According to the text about Der Spiegel's news website, in what year was Spiegel Online International launched?

→ TEXT PASSAGE:
begin

Der Spiegel (online) is a German news website. Before the renaming in January 2020, the website's name was Spiegel Online (short SPON).

It was founded in 1994 as the online offshoot of the German news magazine, Der Spiegel, with a staff of journalists working independently of the magazine. Today, it is the most frequently quoted online media product in Germany. Spiegel Online International, a section featuring articles translated into English, was launched in autumn 2004. In 2019, its editorial office was merged with the one of the printed Spiegel and in 2020, the website was renamed accordingly.

Company and editorial staff
The news website Der Spiegel (online) is run by Der Spiegel GmbH & Co. KG (formerly Spiegel Online GmbH & Co. KG), itself a wholly owned subsidiary of Spiegel-Verlag. The editorial offices of the news website and the print magazine Der Spiegel were separate operations, that had their own offices, authors and content until January 2020. Now, content for both media is created by a shared editorial team.

end

→ GIVEN DATA:
begin

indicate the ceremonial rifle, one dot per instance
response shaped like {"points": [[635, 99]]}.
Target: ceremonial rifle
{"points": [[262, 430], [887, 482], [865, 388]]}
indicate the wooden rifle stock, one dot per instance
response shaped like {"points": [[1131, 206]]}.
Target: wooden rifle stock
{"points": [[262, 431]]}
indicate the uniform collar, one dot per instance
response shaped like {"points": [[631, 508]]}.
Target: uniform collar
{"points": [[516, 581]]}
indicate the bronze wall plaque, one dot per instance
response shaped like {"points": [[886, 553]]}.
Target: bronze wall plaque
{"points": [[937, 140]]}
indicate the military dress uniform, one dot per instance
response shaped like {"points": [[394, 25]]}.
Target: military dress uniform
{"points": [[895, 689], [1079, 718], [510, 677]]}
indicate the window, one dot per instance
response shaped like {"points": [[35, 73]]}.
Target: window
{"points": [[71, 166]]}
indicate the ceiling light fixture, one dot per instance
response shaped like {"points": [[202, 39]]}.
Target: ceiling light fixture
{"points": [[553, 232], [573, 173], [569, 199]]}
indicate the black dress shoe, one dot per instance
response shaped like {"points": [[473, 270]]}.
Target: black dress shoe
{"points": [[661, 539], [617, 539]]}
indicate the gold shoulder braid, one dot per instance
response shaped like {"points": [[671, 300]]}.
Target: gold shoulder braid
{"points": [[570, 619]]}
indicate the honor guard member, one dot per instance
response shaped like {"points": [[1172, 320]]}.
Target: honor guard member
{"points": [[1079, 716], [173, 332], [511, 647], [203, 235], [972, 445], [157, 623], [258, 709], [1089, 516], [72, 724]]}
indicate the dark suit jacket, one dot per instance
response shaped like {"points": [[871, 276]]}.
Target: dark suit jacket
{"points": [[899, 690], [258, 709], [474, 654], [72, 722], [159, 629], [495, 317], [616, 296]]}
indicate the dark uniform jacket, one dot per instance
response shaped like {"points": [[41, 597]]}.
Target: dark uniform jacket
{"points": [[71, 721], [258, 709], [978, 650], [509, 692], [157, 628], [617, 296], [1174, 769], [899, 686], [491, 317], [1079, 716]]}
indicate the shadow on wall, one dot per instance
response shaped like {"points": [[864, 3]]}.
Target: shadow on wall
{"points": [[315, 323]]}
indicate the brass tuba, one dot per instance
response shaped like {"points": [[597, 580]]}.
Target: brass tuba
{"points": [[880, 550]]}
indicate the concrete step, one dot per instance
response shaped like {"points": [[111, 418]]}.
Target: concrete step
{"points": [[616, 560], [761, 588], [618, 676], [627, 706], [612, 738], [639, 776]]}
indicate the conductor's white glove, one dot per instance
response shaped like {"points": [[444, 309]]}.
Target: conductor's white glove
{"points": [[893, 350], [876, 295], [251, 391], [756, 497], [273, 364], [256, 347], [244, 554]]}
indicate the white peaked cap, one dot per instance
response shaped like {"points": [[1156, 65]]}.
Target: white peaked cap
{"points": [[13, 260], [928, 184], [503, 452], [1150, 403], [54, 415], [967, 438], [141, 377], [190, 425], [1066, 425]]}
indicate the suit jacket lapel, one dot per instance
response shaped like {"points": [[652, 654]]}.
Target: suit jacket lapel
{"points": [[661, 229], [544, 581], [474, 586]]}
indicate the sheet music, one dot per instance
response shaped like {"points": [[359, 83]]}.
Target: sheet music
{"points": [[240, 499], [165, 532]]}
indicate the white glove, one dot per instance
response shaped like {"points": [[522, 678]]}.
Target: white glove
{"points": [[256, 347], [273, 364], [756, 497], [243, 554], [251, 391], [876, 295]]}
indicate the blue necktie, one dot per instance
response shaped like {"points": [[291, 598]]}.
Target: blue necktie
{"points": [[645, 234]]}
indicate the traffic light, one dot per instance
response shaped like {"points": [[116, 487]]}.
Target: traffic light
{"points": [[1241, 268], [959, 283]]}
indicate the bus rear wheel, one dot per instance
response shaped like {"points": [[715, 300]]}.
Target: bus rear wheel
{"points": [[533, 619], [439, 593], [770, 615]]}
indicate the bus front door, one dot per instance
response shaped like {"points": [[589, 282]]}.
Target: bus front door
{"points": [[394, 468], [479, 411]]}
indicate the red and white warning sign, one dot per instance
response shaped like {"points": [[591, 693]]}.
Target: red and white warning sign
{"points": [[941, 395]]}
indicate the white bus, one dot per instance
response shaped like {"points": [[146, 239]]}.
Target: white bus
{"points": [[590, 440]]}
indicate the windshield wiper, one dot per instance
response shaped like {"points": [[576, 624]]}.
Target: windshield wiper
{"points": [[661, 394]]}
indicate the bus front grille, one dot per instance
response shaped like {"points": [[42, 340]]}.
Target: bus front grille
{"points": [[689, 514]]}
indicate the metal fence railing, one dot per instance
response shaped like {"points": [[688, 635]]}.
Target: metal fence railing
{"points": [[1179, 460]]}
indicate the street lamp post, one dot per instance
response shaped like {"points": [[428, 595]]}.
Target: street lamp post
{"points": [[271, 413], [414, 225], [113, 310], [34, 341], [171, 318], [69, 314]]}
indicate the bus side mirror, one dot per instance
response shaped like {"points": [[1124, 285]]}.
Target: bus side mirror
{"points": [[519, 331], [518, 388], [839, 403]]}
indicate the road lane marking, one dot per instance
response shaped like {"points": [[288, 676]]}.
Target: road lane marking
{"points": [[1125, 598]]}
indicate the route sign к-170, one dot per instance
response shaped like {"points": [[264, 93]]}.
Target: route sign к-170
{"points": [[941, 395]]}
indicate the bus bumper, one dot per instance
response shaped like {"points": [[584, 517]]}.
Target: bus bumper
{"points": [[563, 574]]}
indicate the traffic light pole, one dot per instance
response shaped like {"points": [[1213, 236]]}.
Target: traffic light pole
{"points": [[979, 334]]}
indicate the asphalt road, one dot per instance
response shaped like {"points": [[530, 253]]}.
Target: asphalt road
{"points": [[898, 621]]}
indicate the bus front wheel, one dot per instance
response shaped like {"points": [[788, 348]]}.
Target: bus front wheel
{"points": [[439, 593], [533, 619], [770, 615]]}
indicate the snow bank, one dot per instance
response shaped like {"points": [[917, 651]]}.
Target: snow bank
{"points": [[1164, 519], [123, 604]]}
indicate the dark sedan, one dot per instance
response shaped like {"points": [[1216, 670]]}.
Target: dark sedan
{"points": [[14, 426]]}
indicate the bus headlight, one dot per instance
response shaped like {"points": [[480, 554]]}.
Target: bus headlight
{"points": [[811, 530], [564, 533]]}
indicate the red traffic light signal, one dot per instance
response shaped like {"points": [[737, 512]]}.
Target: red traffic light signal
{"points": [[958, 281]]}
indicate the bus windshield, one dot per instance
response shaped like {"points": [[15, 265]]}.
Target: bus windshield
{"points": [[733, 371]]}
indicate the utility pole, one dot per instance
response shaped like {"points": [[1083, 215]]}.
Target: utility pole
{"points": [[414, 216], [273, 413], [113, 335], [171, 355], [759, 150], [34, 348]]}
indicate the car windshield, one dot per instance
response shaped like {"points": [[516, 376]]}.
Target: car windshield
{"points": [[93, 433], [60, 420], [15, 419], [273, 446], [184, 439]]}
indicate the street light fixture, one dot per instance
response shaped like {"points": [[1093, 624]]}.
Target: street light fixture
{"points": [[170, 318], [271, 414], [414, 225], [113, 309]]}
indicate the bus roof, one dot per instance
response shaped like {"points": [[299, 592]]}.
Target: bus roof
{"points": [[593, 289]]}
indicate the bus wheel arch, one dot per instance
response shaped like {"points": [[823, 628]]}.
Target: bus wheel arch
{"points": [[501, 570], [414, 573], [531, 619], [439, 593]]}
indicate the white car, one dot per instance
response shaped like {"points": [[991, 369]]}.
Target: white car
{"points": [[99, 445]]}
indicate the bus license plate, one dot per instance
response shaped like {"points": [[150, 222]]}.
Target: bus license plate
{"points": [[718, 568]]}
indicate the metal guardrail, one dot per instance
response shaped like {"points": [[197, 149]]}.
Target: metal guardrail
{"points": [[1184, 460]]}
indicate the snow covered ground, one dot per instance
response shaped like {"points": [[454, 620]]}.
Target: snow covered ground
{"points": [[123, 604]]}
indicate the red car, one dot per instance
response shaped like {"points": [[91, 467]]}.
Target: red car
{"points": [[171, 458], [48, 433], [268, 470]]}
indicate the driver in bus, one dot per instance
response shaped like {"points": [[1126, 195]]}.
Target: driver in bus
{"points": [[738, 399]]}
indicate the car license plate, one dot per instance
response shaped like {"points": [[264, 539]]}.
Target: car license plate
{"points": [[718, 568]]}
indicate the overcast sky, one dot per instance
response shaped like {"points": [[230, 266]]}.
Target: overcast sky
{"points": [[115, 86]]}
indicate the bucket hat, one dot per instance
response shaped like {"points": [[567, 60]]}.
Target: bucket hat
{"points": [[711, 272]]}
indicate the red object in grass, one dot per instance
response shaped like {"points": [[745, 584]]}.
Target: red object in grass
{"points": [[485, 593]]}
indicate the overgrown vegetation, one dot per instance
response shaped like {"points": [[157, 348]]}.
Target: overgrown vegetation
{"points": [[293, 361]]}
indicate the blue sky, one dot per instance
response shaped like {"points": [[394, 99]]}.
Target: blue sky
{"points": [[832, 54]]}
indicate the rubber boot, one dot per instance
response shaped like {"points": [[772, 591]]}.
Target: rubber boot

end

→ RESULT OF THIS TASK: Spiegel Online International was launched in autumn 2004.